SOURCE EXTRACT |
# Mini M Iwagumi - New final (again) photo



## igirisujin (15 May 2020)

Hello  My 25cm is still running and will continue for another month or so, but I've been hardscaping for a few weeks now and couldn't bear it sitting empty any longer. Sooo, I decided on a dry start. I've been taking photos during the hardscaping and setup, so I'll upload in several sections. For now, here's the tank  It's an ADA Mini M (36cm) from the lfs (not so local), and a bag of Aquasoil.


----------



## igirisujin (15 May 2020)

I wanted to do an Iwagumi layout this time, but honestly the hardscape available in the local shops is not great. There are not many good hardscape shops in the south of Japan - particularly ones that stock rocks - so I went to the beach to see what was available. It was pointed out to me last time I mentioned it that it might not be legal to collect my own rocks, but I have been assured since that as long as it's not a national park or protected area, it's not a problem.

Anyway, I found some I liked, took them home and cleaned them up.


----------



## igirisujin (15 May 2020)

This time, I didn't want to make the same mistake as before with hardscape. My current tank's hardscape is very unstable and therefore a nightmare to clean! This time it will be solid. Rock solid 

I found some aquarium-safe silicone at the supermarket/DIY place, began sticking some rocks together and left them overnight to set.


----------



## igirisujin (15 May 2020)

Siliconed hardscape pieces arranged in tank. I put a mat underneath this time to try to avoid scratching up the base of the tank. The rock positioning would be further adjusted and a couple more smaller ones added later.

Another issue I have with the current tank is that the substrate slips forwards through the rocks and mixes with the sand. This time I used filter media and silicone to plug all the gaps between the rocks to try to prevent slippage as much as possible - especially down the sides and centre of the layout.


----------



## igirisujin (15 May 2020)

Here's the hardscape with ADA Aquasoil and powder top layer (cheaper brand leftovers, not ADA) in place. The shadow directly under the main stone concerns me a little, but I'll see if anything grows there. I didn't really want to include any Anubias, mosses or anything like that, but I might if other plants struggle in the shade.

I tried to angle the rocks carefully, using shadows to create separation between them - something I picked up from the Josh Sim talk video at Green Aqua. Hopefully it will help with depth when planted and filled.

WORKING DATA |
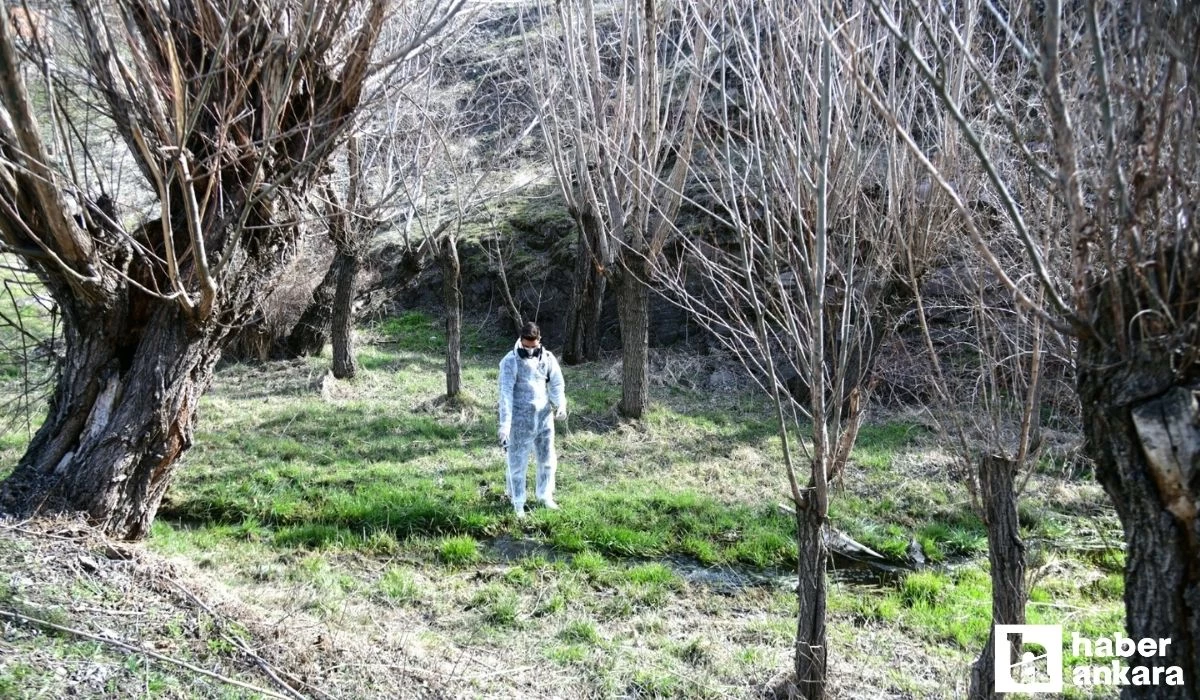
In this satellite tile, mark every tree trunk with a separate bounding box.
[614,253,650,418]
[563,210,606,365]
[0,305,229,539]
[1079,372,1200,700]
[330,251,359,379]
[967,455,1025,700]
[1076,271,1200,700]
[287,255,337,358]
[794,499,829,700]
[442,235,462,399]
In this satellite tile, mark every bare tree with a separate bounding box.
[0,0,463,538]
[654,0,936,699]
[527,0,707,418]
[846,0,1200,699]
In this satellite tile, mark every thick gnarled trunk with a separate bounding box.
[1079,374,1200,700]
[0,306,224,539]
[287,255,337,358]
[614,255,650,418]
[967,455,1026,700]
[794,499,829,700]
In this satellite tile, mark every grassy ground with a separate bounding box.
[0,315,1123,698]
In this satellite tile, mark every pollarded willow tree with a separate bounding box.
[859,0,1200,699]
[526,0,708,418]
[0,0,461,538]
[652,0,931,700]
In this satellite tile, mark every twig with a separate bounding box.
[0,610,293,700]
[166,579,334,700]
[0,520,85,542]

* * *

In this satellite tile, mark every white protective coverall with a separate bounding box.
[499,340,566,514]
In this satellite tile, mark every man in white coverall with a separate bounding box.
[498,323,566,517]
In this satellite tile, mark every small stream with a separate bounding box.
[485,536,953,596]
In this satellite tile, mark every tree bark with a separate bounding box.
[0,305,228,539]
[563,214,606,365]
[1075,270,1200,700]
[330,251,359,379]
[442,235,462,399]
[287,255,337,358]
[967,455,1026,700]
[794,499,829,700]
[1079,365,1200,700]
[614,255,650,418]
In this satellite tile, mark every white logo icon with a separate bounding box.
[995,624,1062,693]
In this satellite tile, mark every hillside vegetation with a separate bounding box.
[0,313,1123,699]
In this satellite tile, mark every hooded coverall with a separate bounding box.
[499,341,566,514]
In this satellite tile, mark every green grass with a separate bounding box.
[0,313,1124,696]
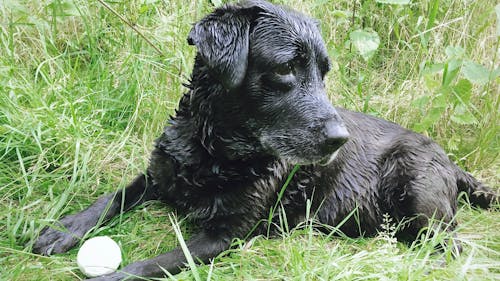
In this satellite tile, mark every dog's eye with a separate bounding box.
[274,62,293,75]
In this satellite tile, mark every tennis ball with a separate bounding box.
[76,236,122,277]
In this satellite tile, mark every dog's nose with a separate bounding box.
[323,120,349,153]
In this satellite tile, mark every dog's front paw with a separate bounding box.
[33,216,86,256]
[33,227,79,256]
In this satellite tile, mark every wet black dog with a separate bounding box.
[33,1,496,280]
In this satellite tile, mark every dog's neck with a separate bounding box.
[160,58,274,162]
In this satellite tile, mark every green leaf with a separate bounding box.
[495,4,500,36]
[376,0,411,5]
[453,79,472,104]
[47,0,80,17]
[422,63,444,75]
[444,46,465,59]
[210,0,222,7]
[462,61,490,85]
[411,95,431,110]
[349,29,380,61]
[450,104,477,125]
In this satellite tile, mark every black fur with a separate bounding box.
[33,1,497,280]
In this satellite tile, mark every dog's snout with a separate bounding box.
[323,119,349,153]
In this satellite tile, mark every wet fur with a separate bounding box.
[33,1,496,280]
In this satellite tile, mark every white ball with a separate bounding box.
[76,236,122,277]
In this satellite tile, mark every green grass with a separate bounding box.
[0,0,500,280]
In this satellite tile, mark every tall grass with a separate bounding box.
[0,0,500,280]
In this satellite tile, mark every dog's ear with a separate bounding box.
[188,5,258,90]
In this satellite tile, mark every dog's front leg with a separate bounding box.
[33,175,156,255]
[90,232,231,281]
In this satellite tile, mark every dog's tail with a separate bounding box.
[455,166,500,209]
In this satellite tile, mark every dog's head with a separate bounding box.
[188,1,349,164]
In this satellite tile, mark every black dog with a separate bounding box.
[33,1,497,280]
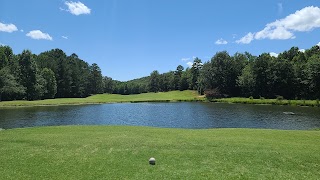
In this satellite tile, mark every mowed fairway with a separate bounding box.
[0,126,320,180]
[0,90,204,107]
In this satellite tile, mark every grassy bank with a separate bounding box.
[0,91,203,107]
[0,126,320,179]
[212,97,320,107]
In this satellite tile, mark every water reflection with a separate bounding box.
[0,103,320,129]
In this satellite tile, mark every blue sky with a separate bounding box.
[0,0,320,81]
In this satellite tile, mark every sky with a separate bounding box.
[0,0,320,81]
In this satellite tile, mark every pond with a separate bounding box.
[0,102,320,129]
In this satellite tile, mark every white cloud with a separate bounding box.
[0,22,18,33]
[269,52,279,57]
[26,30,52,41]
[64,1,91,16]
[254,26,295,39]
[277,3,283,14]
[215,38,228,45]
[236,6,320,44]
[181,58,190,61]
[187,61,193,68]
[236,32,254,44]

COMPLETE THE FOLLOWING |
1. Write out everything in the Mini M Iwagumi thread from "I found some aquarium-safe" down to "of the layout.".
2. In the records, give again everything from the line that contains "In this satellite tile, mark every sky" down to the line that contains "[236,32,254,44]", with both of those lines included.

REPLIES |
1.
I found some aquarium-safe silicone at the supermarket/DIY place, began sticking some rocks together and left them overnight to set.


----------



## igirisujin (15 May 2020)

Siliconed hardscape pieces arranged in tank. I put a mat underneath this time to try to avoid scratching up the base of the tank. The rock positioning would be further adjusted and a couple more smaller ones added later.

Another issue I have with the current tank is that the substrate slips forwards through the rocks and mixes with the sand. This time I used filter media and silicone to plug all the gaps between the rocks to try to prevent slippage as much as possible - especially down the sides and centre of the layout.

2.
In this satellite tile, mark every sky with a separate bounding box.
[0,0,320,81]
In this satellite tile, mark every pond with a separate bounding box.
[0,102,320,129]
In this satellite tile, mark every white cloud with a separate bounding box.
[0,22,18,33]
[269,52,279,57]
[26,30,52,41]
[64,1,91,16]
[254,26,295,39]
[277,3,283,14]
[215,38,228,45]
[236,6,320,44]
[181,58,190,61]
[187,61,193,68]
[236,32,254,44]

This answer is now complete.